▸ **TEXTE CITÉ**:
○ ○ ○

Il ne s'agit pas d'une production massive d'énergie, juste assez pour faire bouillir environ 60 bouilloires d'eau. Mais ce qui est important, c'est qu'il valide les choix de conception qui ont été faits pour un réacteur de fusion encore plus grand, actuellement en construction en France, le réacteur thermonucléaire expérimental international, connu sous l'acronyme ITER.

"Les expériences du JET nous ont rapprochés de l'énergie de fusion", explique le Dr Joe Milnes, responsable des opérations de laboratoire du réacteur.

"Nous avons montré que nous pouvons créer une mini-étoile à l'intérieur de notre machine et la maintenir pendant cinq secondes et obtenir des performances élevées, ce qui nous fait vraiment passer à une nouvelle étape."

○ ○ ○

▸ **EXTRAIT SOURCE**:
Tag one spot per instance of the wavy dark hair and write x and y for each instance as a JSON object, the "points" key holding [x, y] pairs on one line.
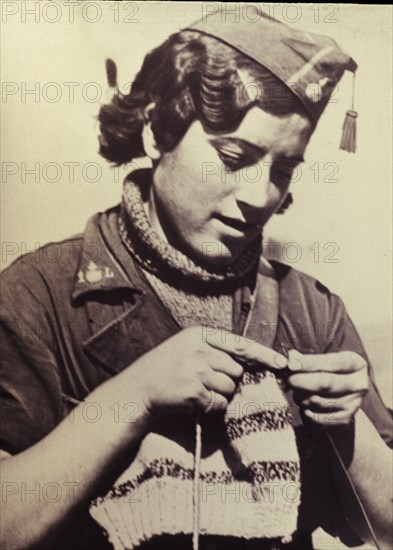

○ ○ ○

▸ **TRAVAIL DEMANDÉ**:
A: D'après le texte sur le réacteur JET, pendant combien de secondes la mini-étoile a-t-elle été maintenue dans la machine ?
B: Poursuivez le texte sur le réacteur JET à partir de sa dernière phrase.
Les lignes ne sont pas nécessaires à ce travail.

▸ **RÉPONSES ATTENDUES**:
A: Pendant cinq secondes.

B:
Le complexe ITER, situé dans le sud de la France, est soutenu par un consortium de gouvernements mondiaux, dont les États membres de l'UE, les États-Unis, la Chine et la Russie.

Elle devrait constituer la dernière étape pour démontrer que la fusion nucléaire peut devenir une source d'énergie fiable dans la seconde moitié de ce siècle.

Cela présente des avantages, car l'exploitation des centrales électriques du futur basées sur la fusion ne produirait pas de gaz à effet de serre et générerait également de très petites quantités de déchets radioactifs à courte durée de vie.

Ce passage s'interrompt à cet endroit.